**Supplied material**
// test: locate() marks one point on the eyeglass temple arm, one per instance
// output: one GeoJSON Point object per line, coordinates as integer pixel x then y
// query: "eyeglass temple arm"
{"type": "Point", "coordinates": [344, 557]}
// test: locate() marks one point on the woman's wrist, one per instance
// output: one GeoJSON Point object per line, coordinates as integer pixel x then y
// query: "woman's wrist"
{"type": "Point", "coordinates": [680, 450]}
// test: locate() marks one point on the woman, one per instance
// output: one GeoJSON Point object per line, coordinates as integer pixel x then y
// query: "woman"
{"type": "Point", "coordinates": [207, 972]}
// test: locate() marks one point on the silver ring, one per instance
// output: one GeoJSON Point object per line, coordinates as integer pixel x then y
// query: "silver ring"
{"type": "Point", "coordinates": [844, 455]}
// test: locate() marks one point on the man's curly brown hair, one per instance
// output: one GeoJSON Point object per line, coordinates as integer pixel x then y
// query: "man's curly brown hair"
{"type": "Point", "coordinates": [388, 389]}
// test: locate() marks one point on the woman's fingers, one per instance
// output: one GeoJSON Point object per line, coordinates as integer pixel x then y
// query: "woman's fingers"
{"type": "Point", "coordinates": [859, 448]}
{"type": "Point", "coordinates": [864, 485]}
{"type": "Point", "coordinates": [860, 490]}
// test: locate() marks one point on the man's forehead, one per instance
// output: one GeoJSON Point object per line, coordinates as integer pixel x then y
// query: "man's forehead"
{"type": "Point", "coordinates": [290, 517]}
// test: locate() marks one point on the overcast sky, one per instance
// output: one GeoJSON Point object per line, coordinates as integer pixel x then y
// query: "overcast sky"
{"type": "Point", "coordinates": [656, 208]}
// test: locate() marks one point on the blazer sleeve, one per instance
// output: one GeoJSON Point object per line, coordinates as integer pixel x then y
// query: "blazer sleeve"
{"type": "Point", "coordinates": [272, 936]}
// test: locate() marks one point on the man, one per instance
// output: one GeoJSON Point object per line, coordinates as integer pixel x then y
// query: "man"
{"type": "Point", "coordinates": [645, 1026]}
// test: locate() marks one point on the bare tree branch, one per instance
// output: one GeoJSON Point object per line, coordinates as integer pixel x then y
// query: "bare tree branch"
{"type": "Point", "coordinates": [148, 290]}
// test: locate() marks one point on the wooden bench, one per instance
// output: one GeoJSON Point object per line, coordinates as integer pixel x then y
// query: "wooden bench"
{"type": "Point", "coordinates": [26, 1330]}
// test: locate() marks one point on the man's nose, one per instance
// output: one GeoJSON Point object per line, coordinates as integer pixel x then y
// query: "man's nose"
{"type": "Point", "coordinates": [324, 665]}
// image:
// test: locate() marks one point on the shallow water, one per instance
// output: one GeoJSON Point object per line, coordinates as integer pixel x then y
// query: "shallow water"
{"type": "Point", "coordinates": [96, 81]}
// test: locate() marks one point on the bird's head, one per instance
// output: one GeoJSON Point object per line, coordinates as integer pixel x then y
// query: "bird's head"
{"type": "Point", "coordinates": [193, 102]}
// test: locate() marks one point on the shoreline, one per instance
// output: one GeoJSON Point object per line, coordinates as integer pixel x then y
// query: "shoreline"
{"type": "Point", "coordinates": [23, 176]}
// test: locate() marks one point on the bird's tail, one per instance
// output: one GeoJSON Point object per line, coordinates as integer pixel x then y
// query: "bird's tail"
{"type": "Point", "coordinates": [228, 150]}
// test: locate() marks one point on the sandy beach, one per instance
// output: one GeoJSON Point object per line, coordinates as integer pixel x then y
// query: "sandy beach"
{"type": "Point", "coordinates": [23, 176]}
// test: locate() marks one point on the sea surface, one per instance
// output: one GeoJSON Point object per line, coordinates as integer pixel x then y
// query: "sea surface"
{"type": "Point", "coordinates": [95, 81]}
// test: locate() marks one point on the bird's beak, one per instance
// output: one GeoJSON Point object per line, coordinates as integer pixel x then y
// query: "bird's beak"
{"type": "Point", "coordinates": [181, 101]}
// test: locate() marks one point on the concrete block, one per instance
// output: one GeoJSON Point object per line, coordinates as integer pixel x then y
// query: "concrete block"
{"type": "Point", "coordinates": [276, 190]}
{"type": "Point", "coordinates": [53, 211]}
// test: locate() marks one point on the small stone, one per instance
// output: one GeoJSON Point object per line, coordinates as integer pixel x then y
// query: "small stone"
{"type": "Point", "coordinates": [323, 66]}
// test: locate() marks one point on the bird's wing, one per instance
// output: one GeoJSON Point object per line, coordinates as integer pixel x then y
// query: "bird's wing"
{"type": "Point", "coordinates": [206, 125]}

**Directive**
Copy out all of the material above line for line, with nothing changed.

**Correct output**
// test: locate() marks one point on the eyeglass temple arm, one per instance
// output: one GeoJSON Point object per line, coordinates as integer pixel x then y
// query: "eyeglass temple arm"
{"type": "Point", "coordinates": [344, 557]}
// test: locate() marks one point on the woman's wrist, one per instance
// output: one GeoJSON Point object per line, coordinates as integer pixel x then y
// query: "woman's wrist"
{"type": "Point", "coordinates": [680, 450]}
// test: locate() marks one point on the woman, one per instance
// output: one GeoJSON Point object per line, coordinates as integer pixel x then y
// query: "woman"
{"type": "Point", "coordinates": [207, 972]}
// test: locate() marks one point on the silver ring, one per instance
// output: one GeoJSON Point object per line, coordinates as integer pixel x then y
// query: "silver ring"
{"type": "Point", "coordinates": [844, 455]}
// test: locate() marks one point on the man's curly brown hair, one per instance
// output: one GeoJSON Point object per line, coordinates as integer pixel x then y
// query: "man's curly brown hair"
{"type": "Point", "coordinates": [388, 389]}
// test: locate() marks one point on the woman's fingers, one per instance
// output: one GeoJSON Point object per line, coordinates as integer pixel x then y
// query: "woman's fingers"
{"type": "Point", "coordinates": [859, 448]}
{"type": "Point", "coordinates": [864, 485]}
{"type": "Point", "coordinates": [860, 490]}
// test: locate() marks one point on the man's forehead, one per instance
// output: one GeoJSON Point object per line, coordinates as integer pixel x then y
// query: "man's forehead"
{"type": "Point", "coordinates": [290, 517]}
// test: locate() marks one point on the overcast sky, one per instance
// output: one GeoJSON Point object per line, coordinates as integer pixel x then y
// query: "overcast sky"
{"type": "Point", "coordinates": [656, 208]}
// test: locate() marks one point on the blazer sleeve, one per instance
// output: one GeoJSON Point object per line, coordinates as integer pixel x then y
// query: "blazer sleeve"
{"type": "Point", "coordinates": [272, 936]}
// test: locate() marks one point on the man, one per instance
// output: one GeoJSON Point object per line, coordinates as integer pixel x then y
// query: "man"
{"type": "Point", "coordinates": [645, 1026]}
// test: locate() marks one point on the bare tree branch, one per instance
// output: one GeoJSON Point object per line, coordinates as integer pixel x then y
// query: "bare tree branch"
{"type": "Point", "coordinates": [148, 290]}
// test: locate() marks one point on the wooden bench, one per instance
// output: one GeoJSON Point object per line, coordinates as integer pixel x then y
// query: "wooden bench"
{"type": "Point", "coordinates": [26, 1330]}
// test: locate() marks one point on the man's nose, one per instance
// output: one GeoJSON Point object per line, coordinates as integer pixel x then y
// query: "man's nose"
{"type": "Point", "coordinates": [324, 665]}
// image:
// test: locate() marks one point on the shallow water, one per instance
// output: one GeoJSON Point object per line, coordinates as integer pixel x then y
// query: "shallow water"
{"type": "Point", "coordinates": [96, 81]}
// test: locate() marks one point on the bird's head, one per instance
// output: one GeoJSON Point object per line, coordinates as integer pixel x then y
// query: "bird's head"
{"type": "Point", "coordinates": [193, 102]}
// test: locate() marks one point on the shoreline, one per instance
// output: one GeoJSON Point object per line, coordinates as integer pixel x then y
// query: "shoreline"
{"type": "Point", "coordinates": [23, 176]}
// test: locate() marks one point on the bird's tail, one per instance
// output: one GeoJSON Point object per line, coordinates as integer pixel x then y
// query: "bird's tail"
{"type": "Point", "coordinates": [228, 150]}
// test: locate() marks one point on the sandy beach, one per instance
// output: one GeoJSON Point object per line, coordinates as integer pixel x then y
// query: "sandy beach"
{"type": "Point", "coordinates": [23, 176]}
// test: locate() marks one point on the sea surface, one per instance
// output: one GeoJSON Point object per line, coordinates as integer pixel x then y
// query: "sea surface"
{"type": "Point", "coordinates": [95, 81]}
// test: locate() marks one point on the bird's beak, one per instance
// output: one GeoJSON Point object per line, coordinates as integer pixel x then y
// query: "bird's beak"
{"type": "Point", "coordinates": [181, 101]}
// test: locate() marks one point on the concrete block, one per instance
// output: one GeoJSON Point object per line, coordinates as integer pixel x then y
// query: "concrete block"
{"type": "Point", "coordinates": [276, 190]}
{"type": "Point", "coordinates": [53, 211]}
// test: locate() marks one point on the small stone, one per instance
// output: one GeoJSON Point object per line, coordinates as integer pixel x then y
// query: "small stone"
{"type": "Point", "coordinates": [323, 66]}
// test: locate() marks one point on the bird's wing, one per instance
// output: one GeoJSON Point object per line, coordinates as integer pixel x then y
// query: "bird's wing"
{"type": "Point", "coordinates": [206, 125]}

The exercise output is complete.